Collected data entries
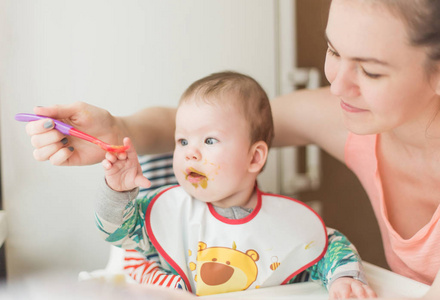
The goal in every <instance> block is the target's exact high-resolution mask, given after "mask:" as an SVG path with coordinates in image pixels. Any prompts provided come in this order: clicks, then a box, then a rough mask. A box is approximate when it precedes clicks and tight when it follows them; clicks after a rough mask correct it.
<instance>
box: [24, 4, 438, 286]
mask: <svg viewBox="0 0 440 300" xmlns="http://www.w3.org/2000/svg"><path fill="white" fill-rule="evenodd" d="M439 20H440V1H431V0H420V1H398V0H395V1H393V0H375V1H373V0H371V1H362V0H334V1H332V4H331V7H330V13H329V20H328V24H327V29H326V38H327V41H328V53H327V57H326V63H325V73H326V76H327V79H328V80H329V82H330V84H331V86H330V88H323V89H320V90H317V91H300V92H296V93H292V94H289V95H285V96H282V97H279V98H278V99H275V100H273V101H272V111H273V114H274V122H275V141H274V145H275V146H287V145H306V144H310V143H314V144H317V145H319V146H320V147H321V148H322V149H324V150H325V151H327V152H328V153H329V154H331V155H333V156H334V157H336V158H337V159H339V160H340V161H342V162H344V163H346V164H347V166H348V167H349V168H351V169H352V170H353V171H354V173H355V174H356V175H357V176H358V178H359V180H360V181H361V183H362V185H363V186H364V188H365V190H366V191H367V193H368V196H369V198H370V200H371V203H372V205H373V208H374V211H375V214H376V217H377V219H378V222H379V226H380V229H381V233H382V238H383V242H384V248H385V253H386V257H387V261H388V264H389V265H390V267H391V269H392V270H393V271H395V272H397V273H399V274H402V275H404V276H407V277H410V278H413V279H415V280H418V281H421V282H424V283H427V284H431V283H432V282H433V280H434V277H435V275H436V274H437V272H438V271H439V269H440V254H439V253H438V251H436V250H438V248H437V249H436V245H438V244H439V243H440V222H439V221H438V220H439V218H440V210H439V204H440V189H439V186H440V185H439V184H440V114H439V113H438V112H439V110H440V22H439ZM35 113H37V114H42V115H48V116H51V117H54V118H58V119H61V120H63V121H66V122H70V123H71V124H73V125H74V126H75V127H77V128H78V129H80V130H84V131H86V132H88V133H90V134H92V135H94V136H97V137H99V138H100V139H103V140H106V141H109V142H113V143H115V144H116V143H118V142H120V141H121V140H122V138H123V137H124V136H130V137H131V138H132V140H133V142H134V145H135V147H136V149H137V150H138V152H139V153H153V152H164V151H169V150H171V149H172V148H173V131H174V116H175V109H172V108H149V109H145V110H143V111H140V112H138V113H137V114H135V115H133V116H130V117H123V118H122V117H119V118H117V117H113V116H111V115H110V114H109V113H108V112H106V111H105V110H102V109H100V108H97V107H93V106H90V105H87V104H84V103H75V104H72V105H68V106H55V107H48V108H42V107H37V108H36V109H35ZM52 126H53V124H52V122H51V121H49V120H41V121H36V122H32V123H29V124H28V125H27V132H28V134H29V135H31V136H32V144H33V145H34V147H35V148H36V149H35V151H34V157H35V159H37V160H50V161H51V162H52V163H53V164H54V165H85V164H92V163H97V162H99V161H100V160H101V159H102V158H103V156H104V153H103V152H102V151H100V150H97V149H96V148H95V147H93V145H89V144H87V143H86V142H83V141H79V140H76V139H70V138H69V139H67V138H66V137H64V136H62V134H61V133H59V132H58V131H55V130H50V129H51V128H52Z"/></svg>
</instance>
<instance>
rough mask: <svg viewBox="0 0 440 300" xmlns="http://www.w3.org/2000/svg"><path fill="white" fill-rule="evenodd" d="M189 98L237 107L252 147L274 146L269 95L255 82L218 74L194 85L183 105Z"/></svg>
mask: <svg viewBox="0 0 440 300" xmlns="http://www.w3.org/2000/svg"><path fill="white" fill-rule="evenodd" d="M232 97H233V98H232ZM189 99H196V100H197V101H200V100H202V101H205V102H207V103H210V104H211V103H212V104H219V105H222V104H223V103H222V101H225V103H227V104H233V105H235V106H236V107H238V108H239V109H240V110H241V113H242V114H243V116H244V117H245V119H246V121H247V123H248V125H249V131H250V132H249V134H250V141H251V145H252V144H254V143H255V142H258V141H264V142H265V143H266V144H267V146H268V147H270V145H271V143H272V139H273V135H274V128H273V120H272V111H271V108H270V103H269V99H268V97H267V94H266V92H265V91H264V90H263V88H262V87H261V86H260V84H259V83H258V82H257V81H256V80H255V79H253V78H251V77H249V76H247V75H244V74H240V73H237V72H232V71H225V72H220V73H214V74H211V75H209V76H207V77H204V78H202V79H199V80H197V81H196V82H194V83H193V84H191V85H190V86H189V87H188V88H187V89H186V91H185V92H184V93H183V95H182V97H181V98H180V103H185V102H186V101H189ZM227 99H233V100H234V102H231V101H227Z"/></svg>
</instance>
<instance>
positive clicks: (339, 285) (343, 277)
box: [329, 277, 377, 299]
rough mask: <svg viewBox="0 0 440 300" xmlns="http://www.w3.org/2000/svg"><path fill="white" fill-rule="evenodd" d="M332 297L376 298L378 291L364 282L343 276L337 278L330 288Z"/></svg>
mask: <svg viewBox="0 0 440 300" xmlns="http://www.w3.org/2000/svg"><path fill="white" fill-rule="evenodd" d="M329 294H330V299H348V298H359V299H365V298H376V297H377V295H376V293H375V292H374V291H373V290H372V289H371V288H370V287H369V286H368V285H366V284H364V283H363V282H361V281H359V280H356V279H353V278H350V277H341V278H338V279H336V280H335V281H334V282H333V283H332V285H331V286H330V290H329Z"/></svg>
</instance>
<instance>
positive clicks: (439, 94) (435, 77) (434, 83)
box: [434, 63, 440, 96]
mask: <svg viewBox="0 0 440 300" xmlns="http://www.w3.org/2000/svg"><path fill="white" fill-rule="evenodd" d="M435 78H436V79H435V82H434V85H435V86H434V87H435V93H436V94H437V95H439V96H440V63H438V64H437V74H436V77H435Z"/></svg>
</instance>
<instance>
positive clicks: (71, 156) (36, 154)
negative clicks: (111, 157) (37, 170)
mask: <svg viewBox="0 0 440 300" xmlns="http://www.w3.org/2000/svg"><path fill="white" fill-rule="evenodd" d="M34 112H35V113H36V114H38V115H43V116H48V117H51V118H54V119H58V120H60V121H62V122H64V123H67V124H70V125H72V126H73V127H75V128H77V129H78V130H81V131H84V132H85V133H87V134H90V135H92V136H95V137H97V138H98V139H100V140H102V141H104V142H106V143H109V144H115V145H116V144H120V143H121V137H122V136H123V135H122V133H121V129H120V125H119V124H118V120H117V119H116V118H115V117H113V116H112V115H111V114H110V113H109V112H108V111H106V110H104V109H102V108H99V107H96V106H93V105H90V104H87V103H84V102H75V103H73V104H68V105H54V106H50V107H35V108H34ZM53 126H54V124H53V121H52V120H50V119H44V120H38V121H34V122H29V123H28V124H27V125H26V132H27V134H28V135H29V136H30V137H31V143H32V145H33V146H34V147H35V150H34V153H33V155H34V158H35V159H36V160H38V161H45V160H49V161H50V162H51V163H52V164H53V165H57V166H80V165H90V164H95V163H98V162H100V161H102V159H103V158H104V155H105V151H103V150H102V149H101V148H99V147H98V146H96V145H95V144H92V143H90V142H87V141H84V140H81V139H79V138H75V137H71V136H65V135H63V134H62V133H60V132H59V131H58V130H54V129H53Z"/></svg>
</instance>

## [Exercise]
In these entries, please give the number of lines holding the string "positive" and nothing more.

## [Written solution]
3